WHAT TO WORK ON >>
A) In the piece on the North Country fire and EMS training facility, who was the commissioner of the Department of Safety?
B) Extend the news piece about the North Country fire and EMS training facility, picking up after its final sentence.

SOURCE DOCUMENT >>
== == ==

Emergency medical services training facility dedicated in North Country
BETHLEHEM — With such speakers as Gov. Maggie Hassan citing the intra-region and intra-state teamwork and cooperation that made the project possible, the Department of Safety has dedicated the Raymond S. Burton North Country Fire and Emergency Medical Services Training Facility.
The first and only satellite of the state’s fire academy in Concord, the NCTF has been a dream for years of North Country fire chiefs who, like Bethlehem’s Jack Anderson, have said that the distance and time required to travel to Concord has placed a significant financial strain on North Country fire departments and their communities.
The desire for a fire-training facility up north eventually reached the ears of Burton, then District 1 Executive Councilor, who did what he did best: talk to people, among them John Barthelmes, the commissioner of the Department of Safety.

== == ==

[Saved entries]
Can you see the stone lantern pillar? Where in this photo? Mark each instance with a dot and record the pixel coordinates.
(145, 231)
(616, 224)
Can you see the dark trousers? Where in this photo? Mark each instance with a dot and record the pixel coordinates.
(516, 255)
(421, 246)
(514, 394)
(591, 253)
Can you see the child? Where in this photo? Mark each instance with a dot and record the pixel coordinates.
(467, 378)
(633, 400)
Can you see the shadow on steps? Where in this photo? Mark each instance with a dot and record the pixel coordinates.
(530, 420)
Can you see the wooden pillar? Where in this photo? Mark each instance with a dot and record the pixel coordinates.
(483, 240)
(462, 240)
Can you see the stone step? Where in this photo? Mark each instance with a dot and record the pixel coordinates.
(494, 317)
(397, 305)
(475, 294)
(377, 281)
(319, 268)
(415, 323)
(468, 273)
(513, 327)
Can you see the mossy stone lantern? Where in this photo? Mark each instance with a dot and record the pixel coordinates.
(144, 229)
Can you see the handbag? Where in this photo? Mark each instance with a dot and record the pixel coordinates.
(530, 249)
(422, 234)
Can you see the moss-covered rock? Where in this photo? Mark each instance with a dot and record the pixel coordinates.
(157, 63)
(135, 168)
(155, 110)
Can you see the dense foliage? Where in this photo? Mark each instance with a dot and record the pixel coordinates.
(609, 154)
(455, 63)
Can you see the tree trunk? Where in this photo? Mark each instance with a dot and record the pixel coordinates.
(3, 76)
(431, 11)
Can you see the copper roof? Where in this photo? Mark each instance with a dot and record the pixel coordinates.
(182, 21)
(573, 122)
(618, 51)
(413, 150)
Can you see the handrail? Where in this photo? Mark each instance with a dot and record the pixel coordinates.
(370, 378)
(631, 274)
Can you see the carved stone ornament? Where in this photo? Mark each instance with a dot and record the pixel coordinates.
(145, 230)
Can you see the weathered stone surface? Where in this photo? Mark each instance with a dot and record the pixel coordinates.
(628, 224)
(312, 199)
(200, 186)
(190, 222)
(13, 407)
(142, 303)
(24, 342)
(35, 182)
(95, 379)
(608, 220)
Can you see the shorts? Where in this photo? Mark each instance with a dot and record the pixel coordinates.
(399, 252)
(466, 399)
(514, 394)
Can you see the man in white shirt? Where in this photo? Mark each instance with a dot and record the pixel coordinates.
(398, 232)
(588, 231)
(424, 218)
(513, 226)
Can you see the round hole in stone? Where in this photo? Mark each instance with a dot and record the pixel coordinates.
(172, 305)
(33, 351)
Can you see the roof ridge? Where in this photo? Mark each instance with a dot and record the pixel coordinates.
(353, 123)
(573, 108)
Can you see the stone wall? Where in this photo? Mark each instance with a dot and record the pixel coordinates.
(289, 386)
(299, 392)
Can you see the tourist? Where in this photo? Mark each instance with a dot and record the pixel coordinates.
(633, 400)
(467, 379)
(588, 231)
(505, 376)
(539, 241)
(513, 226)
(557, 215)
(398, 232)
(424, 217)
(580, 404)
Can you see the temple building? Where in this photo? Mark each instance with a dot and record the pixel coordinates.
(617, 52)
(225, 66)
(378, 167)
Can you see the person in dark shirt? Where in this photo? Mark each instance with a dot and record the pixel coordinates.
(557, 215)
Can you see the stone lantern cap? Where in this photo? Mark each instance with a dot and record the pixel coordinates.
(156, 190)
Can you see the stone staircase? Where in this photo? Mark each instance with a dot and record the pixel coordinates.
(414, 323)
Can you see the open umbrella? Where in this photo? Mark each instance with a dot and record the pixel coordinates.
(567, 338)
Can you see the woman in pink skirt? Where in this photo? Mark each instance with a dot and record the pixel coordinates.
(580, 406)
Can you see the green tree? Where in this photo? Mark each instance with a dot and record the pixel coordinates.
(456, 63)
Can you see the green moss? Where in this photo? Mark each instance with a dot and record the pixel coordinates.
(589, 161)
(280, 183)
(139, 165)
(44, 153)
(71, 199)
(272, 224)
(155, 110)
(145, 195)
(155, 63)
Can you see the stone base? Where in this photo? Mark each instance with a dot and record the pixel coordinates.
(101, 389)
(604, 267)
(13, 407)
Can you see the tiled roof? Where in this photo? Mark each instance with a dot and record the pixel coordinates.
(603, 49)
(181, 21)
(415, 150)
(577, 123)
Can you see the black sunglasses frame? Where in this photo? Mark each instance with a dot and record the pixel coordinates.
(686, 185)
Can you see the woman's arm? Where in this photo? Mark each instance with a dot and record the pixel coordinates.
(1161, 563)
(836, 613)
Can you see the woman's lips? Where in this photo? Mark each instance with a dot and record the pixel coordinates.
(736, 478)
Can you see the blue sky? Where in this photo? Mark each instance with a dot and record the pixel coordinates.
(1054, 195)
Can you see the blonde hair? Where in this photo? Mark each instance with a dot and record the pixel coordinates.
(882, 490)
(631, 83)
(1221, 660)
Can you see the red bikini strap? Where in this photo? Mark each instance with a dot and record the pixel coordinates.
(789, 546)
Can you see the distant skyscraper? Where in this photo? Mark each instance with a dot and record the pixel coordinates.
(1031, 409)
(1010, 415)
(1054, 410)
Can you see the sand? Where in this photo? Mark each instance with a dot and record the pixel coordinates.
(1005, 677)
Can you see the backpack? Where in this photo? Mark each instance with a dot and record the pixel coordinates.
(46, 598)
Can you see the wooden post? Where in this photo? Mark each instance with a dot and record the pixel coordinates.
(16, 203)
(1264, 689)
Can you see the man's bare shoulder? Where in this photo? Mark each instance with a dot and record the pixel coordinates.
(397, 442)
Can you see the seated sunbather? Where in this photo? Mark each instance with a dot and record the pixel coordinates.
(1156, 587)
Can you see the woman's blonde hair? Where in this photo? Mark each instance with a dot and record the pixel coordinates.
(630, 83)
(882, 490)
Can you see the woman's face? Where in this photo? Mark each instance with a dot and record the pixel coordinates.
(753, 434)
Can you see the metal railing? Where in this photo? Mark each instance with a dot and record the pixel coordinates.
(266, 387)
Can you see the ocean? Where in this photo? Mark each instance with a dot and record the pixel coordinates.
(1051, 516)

== == ==

RESULTS OF THE EXERCISE >>
A) John Barthelmes.

B)
In turn, Barthelmes reached out to North Country fire chiefs and, three years later, the result is the NCTF which was dedicated on Aug. 8 amid pomp and ceremony. The facility sits on a 12.1 acre-site on Trudeau Road that had previously been owned by the U.S. Department of Agriculture and was used to support its operations in the nearby White Mountain National Forest.
Deb Pendergast, director of the Division of Fire Standards and Training and Emergency Medical Services, said the NCTF represents more than 1,200 hours of volunteer labor in addition to numerous in-kind contributions, “and I think we would agree but that’s what we’re all about in New Hampshire.”
Barthelmes echoed the importance of volunteers in making the NCTF a reality, saying that while the state was a partner in the project, its real drivers were the North Country fire chiefs and officials who saw it through from inception to completion.
The commissioner thanked Perry Plummer, who previously served as director of Fire Standards and Training and Emergency Medical Services, as well as Anderson, the project superintendent, and Sugar Hill Fire Chief Allan Clark for their efforts on behalf of the NCTF.
Clark, said Barthelmes, was the “doubting Thomas” without whose realistic perspective as to the challenges involved in bringing the NCTF to life, “we might not be here.”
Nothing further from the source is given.